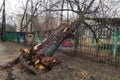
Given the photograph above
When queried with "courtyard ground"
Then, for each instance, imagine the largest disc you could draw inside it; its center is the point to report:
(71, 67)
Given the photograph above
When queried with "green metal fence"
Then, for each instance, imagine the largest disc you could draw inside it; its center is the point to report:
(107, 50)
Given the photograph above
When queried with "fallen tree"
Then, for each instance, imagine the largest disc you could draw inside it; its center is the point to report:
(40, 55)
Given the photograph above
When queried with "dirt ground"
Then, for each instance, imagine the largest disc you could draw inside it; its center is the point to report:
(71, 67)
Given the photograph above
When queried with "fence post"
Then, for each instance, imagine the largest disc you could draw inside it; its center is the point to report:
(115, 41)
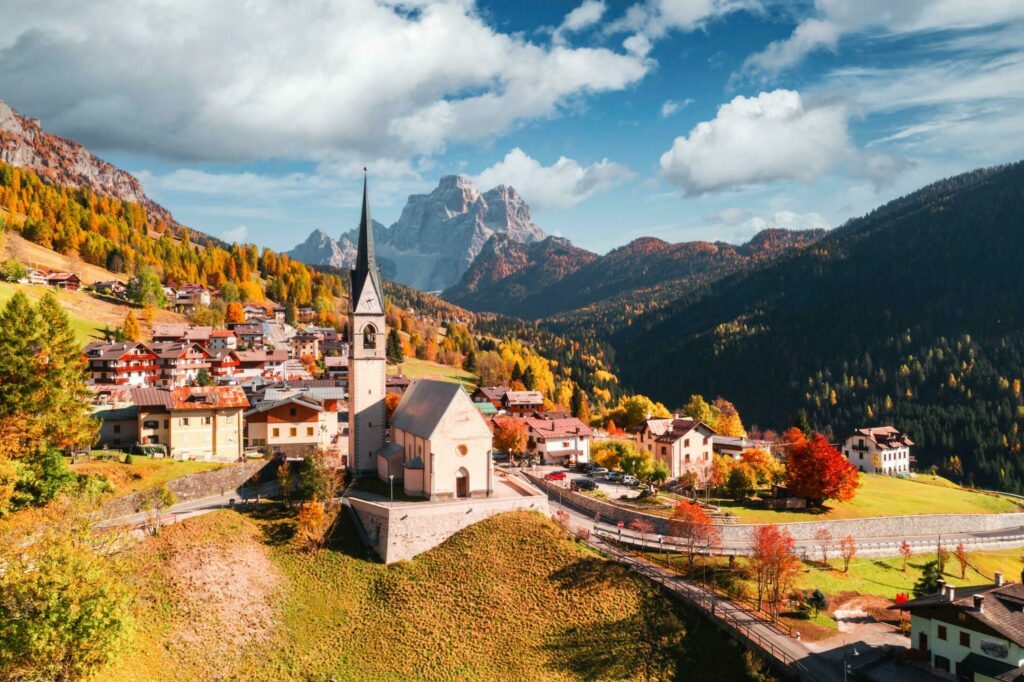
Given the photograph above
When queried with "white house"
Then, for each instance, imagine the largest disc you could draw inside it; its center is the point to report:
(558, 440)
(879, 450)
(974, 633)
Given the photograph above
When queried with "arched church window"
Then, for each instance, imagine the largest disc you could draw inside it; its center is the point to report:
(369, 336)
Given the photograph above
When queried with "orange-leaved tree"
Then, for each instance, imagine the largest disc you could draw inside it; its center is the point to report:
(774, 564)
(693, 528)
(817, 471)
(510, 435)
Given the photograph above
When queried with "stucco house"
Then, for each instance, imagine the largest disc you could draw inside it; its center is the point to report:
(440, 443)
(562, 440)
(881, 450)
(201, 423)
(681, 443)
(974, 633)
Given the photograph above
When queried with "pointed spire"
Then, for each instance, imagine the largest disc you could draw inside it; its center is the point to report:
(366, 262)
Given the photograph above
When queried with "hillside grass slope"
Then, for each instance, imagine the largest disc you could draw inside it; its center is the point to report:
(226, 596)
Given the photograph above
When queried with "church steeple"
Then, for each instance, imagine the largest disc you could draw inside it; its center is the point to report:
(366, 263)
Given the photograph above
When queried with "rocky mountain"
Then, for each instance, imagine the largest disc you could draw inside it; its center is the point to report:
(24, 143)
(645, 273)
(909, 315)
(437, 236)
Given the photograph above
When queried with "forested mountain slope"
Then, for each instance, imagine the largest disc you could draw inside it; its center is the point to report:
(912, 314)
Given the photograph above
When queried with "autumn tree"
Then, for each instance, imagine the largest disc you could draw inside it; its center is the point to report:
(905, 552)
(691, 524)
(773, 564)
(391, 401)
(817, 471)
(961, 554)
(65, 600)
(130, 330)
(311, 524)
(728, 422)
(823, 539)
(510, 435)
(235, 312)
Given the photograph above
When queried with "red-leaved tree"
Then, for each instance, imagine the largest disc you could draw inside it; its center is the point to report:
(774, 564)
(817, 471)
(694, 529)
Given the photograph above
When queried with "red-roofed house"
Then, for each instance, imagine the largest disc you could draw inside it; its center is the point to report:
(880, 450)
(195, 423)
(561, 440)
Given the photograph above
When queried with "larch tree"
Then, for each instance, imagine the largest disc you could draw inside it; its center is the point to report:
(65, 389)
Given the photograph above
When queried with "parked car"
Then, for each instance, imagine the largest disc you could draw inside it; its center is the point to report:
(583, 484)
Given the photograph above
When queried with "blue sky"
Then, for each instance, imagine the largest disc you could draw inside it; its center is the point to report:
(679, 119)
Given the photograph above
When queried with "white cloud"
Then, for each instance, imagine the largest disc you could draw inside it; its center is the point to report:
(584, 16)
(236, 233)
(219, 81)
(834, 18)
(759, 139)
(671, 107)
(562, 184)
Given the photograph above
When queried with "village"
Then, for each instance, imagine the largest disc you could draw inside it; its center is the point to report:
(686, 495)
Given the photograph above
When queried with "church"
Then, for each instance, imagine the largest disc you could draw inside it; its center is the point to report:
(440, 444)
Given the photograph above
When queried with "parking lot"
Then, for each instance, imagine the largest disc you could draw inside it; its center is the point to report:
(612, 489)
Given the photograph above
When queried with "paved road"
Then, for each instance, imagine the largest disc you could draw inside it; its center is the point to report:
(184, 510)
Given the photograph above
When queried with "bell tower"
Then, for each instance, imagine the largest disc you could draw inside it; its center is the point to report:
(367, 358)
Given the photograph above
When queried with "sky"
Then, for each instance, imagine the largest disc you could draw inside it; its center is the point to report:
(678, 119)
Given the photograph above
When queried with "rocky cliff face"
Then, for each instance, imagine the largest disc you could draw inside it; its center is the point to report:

○ ○ ○ ○

◆ Work item: Every line containing the string "church" is required; copy each such line from the data.

◆ Reply:
When queried with "arched church window"
When queried with "church steeple"
When queried with "church"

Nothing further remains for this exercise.